-------- EXCERPT PROVIDED --------
Oh, that obstinate budget

Legislative delegation ponder tough decisions


Published:

About 30 Chugiak and Eagle River residents gathered in an airy and open room of the new Chugiak Senior Center on Feb. 15 for a Legislative Delegation Town Hall Meeting.

The serene atmosphere lent an odd juxtaposition to the seriousness of the matter.

Namely, the budget.

Before all that began, though, Rep. Bill Stoltze presented a memoriam citation in memory of Clovis Roberts.

“Clovis talked to me a lot,” he said. “I never heard whining or sniffling. Clovis will be missed.”

Sen. Fred Dyson then took the floor next.

Dyson, who recently announced that he won’t be running for another term, stressed that Alaska is facing tough issues.

The biggest, of course, is declining oil prices.

“Ninety percent of Alaska income comes from oil revue and no other source of income will ever compare to that,” he said.

Yet he’s optimistic that SB21 will help the state garner more revue.

“Under ACES, we were not getting the new investments,” he said.

ACES, or Alaska’s Clear & Equitable Share, replaced the Petroleum Production Tax of 2006 and levied a tax on net profits after expenses.

Dyson cautioned that the naysayers to give SB21 a chance.

“It just went into effect Jan. 1,” he said, adding that it hasn’t had time to make an impact.

Rep. Dan Saddler seconded that oil production is on the downswing.

“You can kill the goose and take the golden egg and get it all at once,” he said.

Or, he said, you can take a longer-term and broader view, which might not be as lucrative initially but could possibly pan out in the future.
-------- RECORD EXCERPTS --------
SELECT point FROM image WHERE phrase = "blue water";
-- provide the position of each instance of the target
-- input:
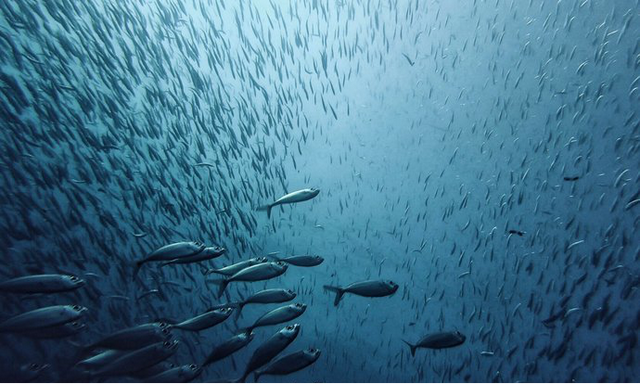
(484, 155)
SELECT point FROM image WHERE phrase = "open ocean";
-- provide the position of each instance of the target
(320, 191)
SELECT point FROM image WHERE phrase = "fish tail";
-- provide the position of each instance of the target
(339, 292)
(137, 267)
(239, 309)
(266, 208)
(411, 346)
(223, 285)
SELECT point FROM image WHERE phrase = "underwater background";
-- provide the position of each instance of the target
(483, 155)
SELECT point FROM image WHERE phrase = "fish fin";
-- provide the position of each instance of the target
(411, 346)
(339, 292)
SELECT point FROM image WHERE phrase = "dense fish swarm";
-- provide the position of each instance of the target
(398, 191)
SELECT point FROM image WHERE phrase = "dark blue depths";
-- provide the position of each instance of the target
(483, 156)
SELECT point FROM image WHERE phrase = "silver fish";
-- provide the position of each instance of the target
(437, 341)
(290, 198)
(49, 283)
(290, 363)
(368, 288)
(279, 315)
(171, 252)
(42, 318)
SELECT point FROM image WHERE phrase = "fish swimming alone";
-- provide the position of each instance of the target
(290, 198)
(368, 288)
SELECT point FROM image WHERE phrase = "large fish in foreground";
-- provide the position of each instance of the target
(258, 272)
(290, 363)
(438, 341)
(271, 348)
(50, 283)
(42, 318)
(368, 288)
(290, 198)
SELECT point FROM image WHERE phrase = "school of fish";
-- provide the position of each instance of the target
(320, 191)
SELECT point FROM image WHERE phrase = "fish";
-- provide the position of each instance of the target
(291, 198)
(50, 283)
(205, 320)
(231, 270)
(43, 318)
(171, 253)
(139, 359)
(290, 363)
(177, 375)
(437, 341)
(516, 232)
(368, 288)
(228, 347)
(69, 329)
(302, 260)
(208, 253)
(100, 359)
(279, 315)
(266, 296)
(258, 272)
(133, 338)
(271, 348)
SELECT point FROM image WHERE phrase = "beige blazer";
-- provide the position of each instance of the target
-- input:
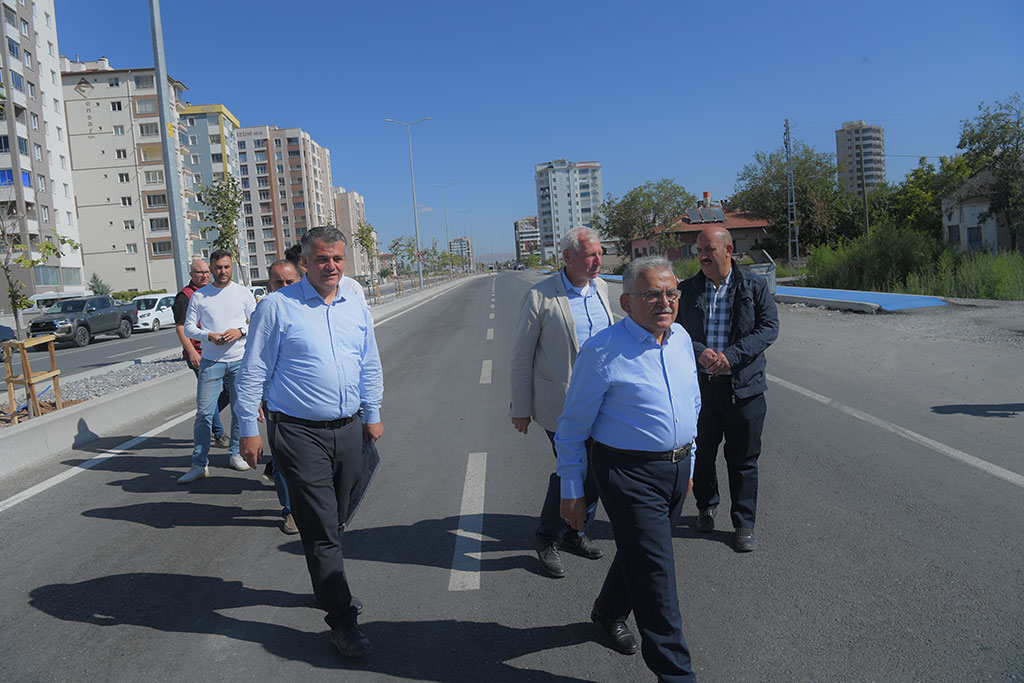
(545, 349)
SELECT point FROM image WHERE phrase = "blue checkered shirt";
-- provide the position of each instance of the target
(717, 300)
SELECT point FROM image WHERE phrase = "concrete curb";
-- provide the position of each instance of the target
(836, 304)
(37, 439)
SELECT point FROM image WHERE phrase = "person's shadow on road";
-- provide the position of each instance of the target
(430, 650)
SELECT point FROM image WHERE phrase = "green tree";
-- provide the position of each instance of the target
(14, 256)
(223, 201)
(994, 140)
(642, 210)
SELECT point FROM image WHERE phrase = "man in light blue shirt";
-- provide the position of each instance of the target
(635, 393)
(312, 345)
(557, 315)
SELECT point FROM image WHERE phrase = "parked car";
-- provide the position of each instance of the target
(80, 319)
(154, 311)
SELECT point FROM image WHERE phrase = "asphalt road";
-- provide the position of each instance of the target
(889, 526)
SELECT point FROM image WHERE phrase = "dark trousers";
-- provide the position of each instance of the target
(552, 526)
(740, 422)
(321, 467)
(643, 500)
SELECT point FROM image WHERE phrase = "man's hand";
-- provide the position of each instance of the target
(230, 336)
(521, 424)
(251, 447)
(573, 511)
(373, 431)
--------
__EXERCISE TASKS__
1. Rewrite the budget article from "About 30 Chugiak" up to and including "facing tough issues.", renaming "Chugiak Senior Center" as "Chugiak Community Center".
2. Name every person the budget article gives the title Rep. or Sen.

__SOLVED TASKS__
1.
About 30 Chugiak and Eagle River residents gathered in an airy and open room of the new Chugiak Community Center on Feb. 15 for a Legislative Delegation Town Hall Meeting.

The serene atmosphere lent an odd juxtaposition to the seriousness of the matter.

Namely, the budget.

Before all that began, though, Rep. Bill Stoltze presented a memoriam citation in memory of Clovis Roberts.

“Clovis talked to me a lot,” he said. “I never heard whining or sniffling. Clovis will be missed.”

Sen. Fred Dyson then took the floor next.

Dyson, who recently announced that he won’t be running for another term, stressed that Alaska is facing tough issues.

2.
Rep. Bill Stoltze
Sen. Fred Dyson
Rep. Dan Saddler